───── EXCERPTED TEXT ─────

English · Español
Lab 03 — End-to-end RAG: reader + CLI + faithfulness¶
🇪🇸 Conectas el retriever híbrido a un reader — el grammar MiniGPT (Phase 17/24) con la LoRA de Phase 28 si la tienes, o el modelo base si no. La query entra, los chunks salen, el reader genera la respuesta con citas. Mides faithfulness: cuántas respuestas se apoyan en chunks reales y no fabrican rules.
Objective¶
Build the full verb-tutor CLI: takes a natural-language query, calls the hybrid retriever, passes the top-k chunks + query to the MiniGPT reader, returns an answer plus a list of cited chunk_ids. Evaluate end-to-end faithfulness on 30 queries.
Setup¶
- Labs 00-02 done.
- The grammar MiniGPT from Phase 17/24. Phase 28's LoRA adapter is optional; without it, the base model works (less polished answers, same pipeline).
theory/04-evaluation.mdfor faithfulness definition.
Tasks¶
Part A — The prompt template¶
data/kb/grammar-rules/reader_prompt.txt:
You are a bilingual grammar tutor. Use the rules below to answer the
student's question. Cite the rule by its chunk_id in square brackets,
like [chunk_id]. If the rules do not contain the answer, say so plainly
("I don't know from the provided rules") rather than guess.
Rules:
{rules_section}
Question: {query}
Answer:
Where {rules_section} is the concatenated top-k chunks formatted as:
[en-pres-3sg-regular-s-rule-001] Present simple, 3rd-person singular: add -s
In English present simple, the 3rd-person singular form of a regular verb adds -s...

─────

[PROMPT] Reproduce the stretch of the RAG lab page from "- The grammar" through "theory/04-evaluation.mdfor faithfulness definition." word for word.

───── DATASET CONTENT ─────

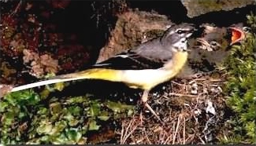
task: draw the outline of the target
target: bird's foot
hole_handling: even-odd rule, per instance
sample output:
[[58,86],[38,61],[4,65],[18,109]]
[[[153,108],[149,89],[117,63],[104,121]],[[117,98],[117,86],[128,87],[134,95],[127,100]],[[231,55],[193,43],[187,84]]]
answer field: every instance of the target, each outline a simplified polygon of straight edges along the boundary
[[149,93],[149,91],[147,91],[145,90],[143,92],[143,95],[141,98],[144,106],[146,106],[149,110],[161,122],[163,122],[161,121],[161,119],[160,119],[160,117],[155,113],[155,111],[152,109],[152,108],[147,104],[147,97],[148,97],[148,93]]

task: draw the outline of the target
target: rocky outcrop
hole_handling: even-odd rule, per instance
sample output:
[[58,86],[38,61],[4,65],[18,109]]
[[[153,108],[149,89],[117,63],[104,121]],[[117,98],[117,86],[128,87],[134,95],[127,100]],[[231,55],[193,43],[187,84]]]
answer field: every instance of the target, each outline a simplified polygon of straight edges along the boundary
[[154,12],[130,10],[120,14],[115,28],[110,32],[109,42],[102,48],[97,62],[161,35],[171,24],[166,16]]
[[187,10],[187,16],[192,18],[209,12],[229,11],[247,5],[255,5],[255,0],[181,0]]

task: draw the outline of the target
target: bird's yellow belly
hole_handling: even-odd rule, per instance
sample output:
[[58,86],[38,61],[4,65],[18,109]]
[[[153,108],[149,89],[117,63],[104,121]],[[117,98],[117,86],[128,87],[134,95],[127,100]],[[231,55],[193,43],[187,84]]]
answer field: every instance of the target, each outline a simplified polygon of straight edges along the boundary
[[151,89],[176,76],[185,64],[187,53],[176,53],[172,60],[159,69],[124,71],[122,82],[131,88]]

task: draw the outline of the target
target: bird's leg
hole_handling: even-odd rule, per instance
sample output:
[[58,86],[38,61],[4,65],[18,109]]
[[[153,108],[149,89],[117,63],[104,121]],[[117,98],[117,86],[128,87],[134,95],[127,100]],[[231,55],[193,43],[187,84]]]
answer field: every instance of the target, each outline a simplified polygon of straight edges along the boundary
[[147,104],[147,98],[148,98],[148,94],[149,94],[149,91],[148,90],[144,90],[143,91],[143,97],[141,97],[141,100],[143,101],[143,103],[144,104],[144,105],[150,111],[150,112],[157,117],[157,119],[161,122],[161,119],[159,118],[159,116],[155,113],[155,111],[151,108],[151,107]]

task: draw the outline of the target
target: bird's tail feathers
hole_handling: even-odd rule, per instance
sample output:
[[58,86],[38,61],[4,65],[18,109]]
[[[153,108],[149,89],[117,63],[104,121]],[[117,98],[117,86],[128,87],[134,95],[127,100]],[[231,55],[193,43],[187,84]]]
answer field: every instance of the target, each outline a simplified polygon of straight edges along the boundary
[[17,86],[12,89],[11,92],[20,91],[37,86],[50,85],[58,82],[75,81],[80,79],[102,79],[112,82],[121,81],[121,71],[104,68],[93,68],[76,73],[63,75],[58,75],[45,81]]

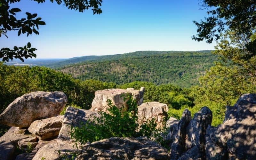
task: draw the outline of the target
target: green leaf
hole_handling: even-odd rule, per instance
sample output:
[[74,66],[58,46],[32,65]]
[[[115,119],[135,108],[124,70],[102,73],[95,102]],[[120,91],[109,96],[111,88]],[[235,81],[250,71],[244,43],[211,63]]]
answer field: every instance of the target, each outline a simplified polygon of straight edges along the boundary
[[20,10],[19,8],[12,8],[10,10],[11,12],[21,12],[21,10]]
[[45,24],[45,22],[44,21],[38,21],[38,22],[37,22],[37,24],[39,25],[45,25],[46,24]]
[[34,13],[32,15],[32,18],[35,18],[37,16],[37,14],[36,13]]
[[31,19],[32,18],[32,15],[31,14],[31,13],[29,13],[28,12],[26,12],[25,13],[28,16],[28,20],[31,20]]
[[30,47],[31,47],[31,44],[30,43],[30,42],[28,42],[28,44],[27,45],[28,46],[28,48],[30,48]]
[[20,35],[20,34],[21,33],[21,29],[20,29],[19,30],[19,31],[18,32],[18,36],[19,36]]

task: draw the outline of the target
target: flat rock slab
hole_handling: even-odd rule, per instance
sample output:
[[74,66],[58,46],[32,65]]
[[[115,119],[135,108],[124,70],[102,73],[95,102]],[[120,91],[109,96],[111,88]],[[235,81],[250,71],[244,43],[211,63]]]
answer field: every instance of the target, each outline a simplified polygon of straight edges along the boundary
[[163,127],[163,123],[167,116],[168,107],[158,102],[147,102],[138,107],[138,122],[141,124],[155,118],[157,127]]
[[0,115],[0,123],[20,128],[28,127],[36,120],[59,115],[67,101],[62,92],[26,94],[17,98]]
[[167,149],[143,138],[111,138],[84,147],[78,160],[169,160]]
[[69,144],[73,142],[70,139],[70,127],[79,126],[87,122],[89,119],[99,117],[97,112],[68,107],[66,109],[57,141],[61,144]]
[[107,111],[108,108],[107,101],[108,99],[111,100],[112,104],[118,108],[121,108],[122,106],[127,108],[128,106],[126,101],[124,100],[124,98],[127,94],[133,95],[133,98],[137,100],[137,104],[139,105],[143,103],[144,93],[144,87],[141,88],[140,90],[127,88],[126,90],[117,89],[97,91],[95,92],[95,97],[92,103],[91,110]]
[[58,116],[34,121],[28,129],[42,140],[56,138],[62,126],[64,116]]
[[41,160],[43,157],[45,160],[59,159],[61,155],[77,150],[74,143],[61,144],[57,143],[56,140],[52,140],[39,149],[32,159]]
[[227,107],[225,115],[223,124],[208,126],[207,135],[226,148],[230,159],[256,159],[256,94],[241,96],[234,106]]

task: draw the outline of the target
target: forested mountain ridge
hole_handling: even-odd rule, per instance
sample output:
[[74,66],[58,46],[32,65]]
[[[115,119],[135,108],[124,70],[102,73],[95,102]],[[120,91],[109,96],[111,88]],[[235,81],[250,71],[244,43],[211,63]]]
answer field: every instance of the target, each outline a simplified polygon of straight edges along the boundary
[[[198,78],[217,60],[217,56],[210,52],[138,51],[87,61],[58,70],[82,80],[94,79],[117,84],[140,81],[189,87],[199,84]],[[120,59],[114,60],[118,58]]]
[[[210,53],[212,51],[204,50],[196,51],[197,52]],[[61,68],[68,65],[73,65],[75,64],[84,63],[89,62],[100,62],[105,61],[116,60],[120,59],[132,57],[143,57],[155,54],[166,53],[179,53],[184,51],[139,51],[124,54],[105,55],[103,56],[85,56],[82,57],[76,57],[66,60],[60,62],[49,64],[46,67],[52,68]]]

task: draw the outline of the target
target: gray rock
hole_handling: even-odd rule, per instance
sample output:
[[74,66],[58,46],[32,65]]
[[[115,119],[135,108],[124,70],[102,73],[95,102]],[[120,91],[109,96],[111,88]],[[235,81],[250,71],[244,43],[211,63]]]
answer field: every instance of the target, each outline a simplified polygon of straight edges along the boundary
[[227,159],[228,152],[225,149],[218,146],[208,136],[205,136],[205,156],[206,159]]
[[61,92],[36,92],[16,99],[0,115],[0,123],[20,128],[36,120],[59,115],[67,101]]
[[126,101],[124,100],[124,98],[126,94],[132,95],[133,98],[136,100],[137,105],[140,105],[143,103],[144,90],[144,87],[141,87],[139,91],[133,88],[97,91],[95,92],[95,97],[92,103],[91,110],[93,111],[107,111],[108,108],[108,102],[107,101],[108,99],[111,100],[112,104],[117,108],[120,108],[123,106],[127,109],[128,106]]
[[177,159],[185,151],[185,138],[186,127],[191,119],[191,113],[187,109],[183,111],[179,123],[170,128],[173,136],[171,140],[171,159]]
[[227,148],[230,159],[256,158],[256,97],[254,94],[242,96],[234,106],[228,107],[222,124],[207,128],[207,135]]
[[36,151],[33,151],[30,153],[24,153],[20,154],[16,157],[15,160],[31,160],[33,159],[36,153]]
[[36,135],[27,134],[25,129],[20,129],[19,127],[12,127],[0,138],[0,142],[10,142],[14,146],[18,145],[18,142],[23,140],[36,142],[38,139]]
[[195,146],[187,151],[179,158],[178,160],[201,160],[204,159],[203,155],[197,146]]
[[34,148],[37,144],[38,139],[37,137],[34,136],[31,137],[23,139],[18,141],[18,145],[20,149],[26,150],[29,145]]
[[166,127],[168,129],[168,132],[166,137],[164,137],[165,140],[172,143],[172,140],[174,139],[173,134],[176,132],[174,132],[178,130],[179,121],[173,117],[170,117],[166,122]]
[[212,124],[212,113],[206,107],[202,108],[194,115],[186,129],[185,141],[186,150],[196,145],[200,150],[204,152],[205,140],[204,136],[208,125]]
[[58,116],[34,121],[28,129],[32,134],[40,136],[42,140],[56,138],[62,126],[64,116]]
[[167,150],[145,138],[112,138],[85,146],[76,159],[169,159]]
[[99,117],[97,112],[90,110],[79,109],[69,107],[66,110],[62,126],[58,136],[57,141],[60,144],[70,144],[72,142],[70,139],[70,127],[79,126],[87,122],[88,119]]
[[167,117],[168,107],[158,102],[142,103],[138,107],[138,122],[140,124],[154,118],[157,128],[162,127]]
[[[33,160],[40,160],[43,157],[45,159],[57,160],[62,155],[75,152],[78,150],[74,146],[75,144],[61,144],[52,140],[40,148],[33,157]],[[59,154],[60,152],[60,154]]]
[[10,141],[0,142],[0,160],[13,159],[15,157],[15,146]]
[[0,138],[0,160],[14,159],[17,155],[15,150],[19,145],[25,148],[27,146],[26,145],[26,143],[27,144],[29,142],[34,145],[34,143],[36,143],[38,139],[36,136],[26,134],[25,131],[25,129],[20,129],[19,127],[13,127]]

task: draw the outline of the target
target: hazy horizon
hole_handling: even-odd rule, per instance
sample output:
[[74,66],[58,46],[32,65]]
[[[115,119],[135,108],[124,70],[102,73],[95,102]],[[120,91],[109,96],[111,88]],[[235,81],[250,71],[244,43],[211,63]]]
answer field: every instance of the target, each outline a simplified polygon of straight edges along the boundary
[[206,16],[200,10],[198,0],[161,3],[153,1],[104,1],[103,13],[93,15],[68,10],[56,3],[21,1],[11,8],[20,8],[18,18],[25,12],[37,13],[46,25],[39,26],[39,35],[18,36],[9,31],[8,38],[0,38],[0,47],[24,46],[28,42],[37,49],[37,58],[69,58],[104,55],[138,51],[212,50],[216,44],[198,42],[194,20]]

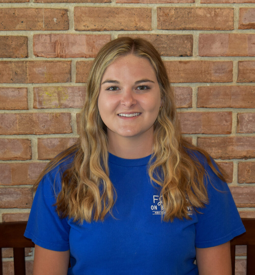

─────

[ANSWER FOR THE TASK]
- The grammar MiniGPT from Phase 17/24. Phase 28's LoRA adapter is optional; without it, the base model works (less polished answers, same pipeline).
theory/04-evaluation.mdfor faithfulness definition.